| INSTRUCTIONS TO FOLLOW |
Reproduce the records below in their entirety, character for character.

- Opening Delimiter -

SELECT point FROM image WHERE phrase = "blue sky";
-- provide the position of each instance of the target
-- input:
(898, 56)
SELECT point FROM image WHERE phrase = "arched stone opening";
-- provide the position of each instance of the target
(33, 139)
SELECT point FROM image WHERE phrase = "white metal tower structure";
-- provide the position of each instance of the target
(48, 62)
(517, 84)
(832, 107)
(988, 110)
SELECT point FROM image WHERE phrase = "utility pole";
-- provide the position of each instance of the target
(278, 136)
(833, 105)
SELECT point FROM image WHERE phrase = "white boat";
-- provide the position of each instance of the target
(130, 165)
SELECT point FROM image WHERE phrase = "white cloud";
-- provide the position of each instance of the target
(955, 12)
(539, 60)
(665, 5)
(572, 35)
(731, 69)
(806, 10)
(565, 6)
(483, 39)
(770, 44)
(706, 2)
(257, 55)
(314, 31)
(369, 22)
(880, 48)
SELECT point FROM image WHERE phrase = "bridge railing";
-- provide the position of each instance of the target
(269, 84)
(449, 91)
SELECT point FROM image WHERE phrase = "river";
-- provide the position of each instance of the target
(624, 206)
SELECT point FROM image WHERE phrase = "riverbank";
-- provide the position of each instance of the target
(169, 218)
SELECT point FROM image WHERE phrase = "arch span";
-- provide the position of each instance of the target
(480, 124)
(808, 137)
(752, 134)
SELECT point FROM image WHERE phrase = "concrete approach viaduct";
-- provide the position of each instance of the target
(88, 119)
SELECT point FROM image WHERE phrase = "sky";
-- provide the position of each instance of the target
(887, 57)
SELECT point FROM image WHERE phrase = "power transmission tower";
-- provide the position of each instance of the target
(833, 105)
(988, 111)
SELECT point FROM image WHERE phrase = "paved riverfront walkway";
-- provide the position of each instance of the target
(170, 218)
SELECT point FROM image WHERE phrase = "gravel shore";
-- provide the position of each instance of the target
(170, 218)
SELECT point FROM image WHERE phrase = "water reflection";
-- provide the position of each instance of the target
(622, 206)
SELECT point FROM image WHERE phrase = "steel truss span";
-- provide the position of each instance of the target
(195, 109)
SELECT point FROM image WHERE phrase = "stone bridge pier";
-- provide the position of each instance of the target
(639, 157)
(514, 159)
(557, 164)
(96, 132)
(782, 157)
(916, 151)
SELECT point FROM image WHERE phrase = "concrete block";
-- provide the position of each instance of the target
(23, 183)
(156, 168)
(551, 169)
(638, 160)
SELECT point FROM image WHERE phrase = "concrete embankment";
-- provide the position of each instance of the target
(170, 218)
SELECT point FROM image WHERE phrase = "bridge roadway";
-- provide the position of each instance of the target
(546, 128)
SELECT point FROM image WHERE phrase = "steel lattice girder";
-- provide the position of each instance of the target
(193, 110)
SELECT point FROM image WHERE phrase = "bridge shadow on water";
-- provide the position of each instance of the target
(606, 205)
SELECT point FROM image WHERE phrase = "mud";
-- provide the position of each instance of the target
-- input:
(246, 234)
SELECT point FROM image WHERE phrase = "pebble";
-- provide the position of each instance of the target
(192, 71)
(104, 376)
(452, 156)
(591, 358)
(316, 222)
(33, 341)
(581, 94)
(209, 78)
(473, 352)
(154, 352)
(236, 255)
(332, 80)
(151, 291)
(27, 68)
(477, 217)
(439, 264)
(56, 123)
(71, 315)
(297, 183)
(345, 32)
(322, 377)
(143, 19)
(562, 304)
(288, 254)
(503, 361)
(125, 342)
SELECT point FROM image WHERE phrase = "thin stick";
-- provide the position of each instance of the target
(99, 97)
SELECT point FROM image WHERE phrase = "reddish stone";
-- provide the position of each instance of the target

- Closing Delimiter -

| FINISHED EXERCISE |
SELECT point FROM image WHERE phrase = "blue sky";
-- provide the position of each instance of the target
-- input:
(898, 56)
SELECT point FROM image WHERE phrase = "arched stone opening";
-- provide the position of each instance of the target
(33, 139)
SELECT point FROM image WHERE phrase = "white metal tower structure";
-- provide the position of each instance of the target
(48, 62)
(517, 84)
(832, 107)
(988, 110)
SELECT point FROM image WHERE phrase = "utility pole";
-- provide the position of each instance of the target
(278, 136)
(833, 105)
SELECT point FROM image WHERE phrase = "white boat";
-- provide the position of each instance of the target
(130, 165)
SELECT point FROM image WHERE phrase = "white cloud";
-- provide the position of each instance of the target
(955, 12)
(539, 60)
(665, 5)
(572, 35)
(731, 69)
(806, 10)
(565, 6)
(483, 39)
(770, 44)
(706, 2)
(257, 55)
(314, 31)
(369, 22)
(880, 48)
SELECT point FROM image WHERE phrase = "bridge railing";
-- provide the position of each instance of the target
(269, 84)
(449, 91)
SELECT point FROM image WHERE phrase = "river";
-- provide the position of each instance of the target
(624, 206)
SELECT point FROM image WHERE phrase = "riverbank";
-- provide the position of each instance of the target
(169, 218)
SELECT point FROM image WHERE phrase = "arch span";
-- provide the position of each instance of the target
(480, 124)
(808, 137)
(752, 134)
SELECT point FROM image WHERE phrase = "concrete approach viaduct";
-- provide the position of each instance of the target
(88, 119)
SELECT point FROM image WHERE phrase = "sky";
-- provide the position of each instance of the target
(887, 57)
SELECT point FROM image WHERE phrase = "power transmission tower";
-- provide the position of each instance of the target
(833, 105)
(988, 111)
SELECT point FROM image WHERE phrase = "paved riverfront walkway";
-- provide the position of each instance of the target
(170, 218)
SELECT point FROM image WHERE phrase = "gravel shore";
-- provide the position of each instance of the target
(170, 218)
SELECT point FROM image WHERE phrase = "water reflection";
-- provide the position of each instance of the target
(622, 206)
SELECT point FROM image WHERE phrase = "steel truss span";
-- provide the position of each instance of the target
(195, 109)
SELECT point FROM image WHERE phrase = "stone bridge pier";
-- provide the position of each instance of the target
(639, 157)
(514, 159)
(557, 164)
(96, 132)
(782, 157)
(916, 151)
SELECT point FROM image WHERE phrase = "concrete block";
-- provide the position of each instance of the target
(23, 183)
(156, 168)
(551, 169)
(638, 160)
SELECT point FROM image WHERE phrase = "concrete embankment";
-- provide the position of each instance of the target
(170, 218)
SELECT point FROM image WHERE phrase = "bridge roadway";
-- provide the position of each instance of the target
(546, 128)
SELECT point FROM image WHERE phrase = "steel lattice girder";
-- provide the position of each instance of the target
(193, 110)
SELECT point FROM image WHERE phrase = "bridge shadow on water";
-- provide the position of each instance of the target
(606, 205)
SELECT point FROM image WHERE phrase = "mud";
-- provide the position of each instance of the target
-- input:
(246, 234)
SELECT point FROM image WHERE phrase = "pebble";
-- provide the position of each instance of the target
(192, 71)
(104, 376)
(452, 156)
(591, 358)
(316, 222)
(33, 341)
(581, 94)
(209, 78)
(473, 352)
(154, 352)
(236, 255)
(332, 80)
(151, 291)
(27, 68)
(477, 217)
(439, 264)
(56, 123)
(71, 315)
(297, 183)
(345, 32)
(322, 377)
(143, 19)
(562, 304)
(288, 254)
(503, 361)
(125, 342)
SELECT point FROM image WHERE phrase = "thin stick";
-- provide the position of each instance of the target
(99, 97)
SELECT point FROM image WHERE phrase = "reddish stone";
-- provide the position of each instance of the target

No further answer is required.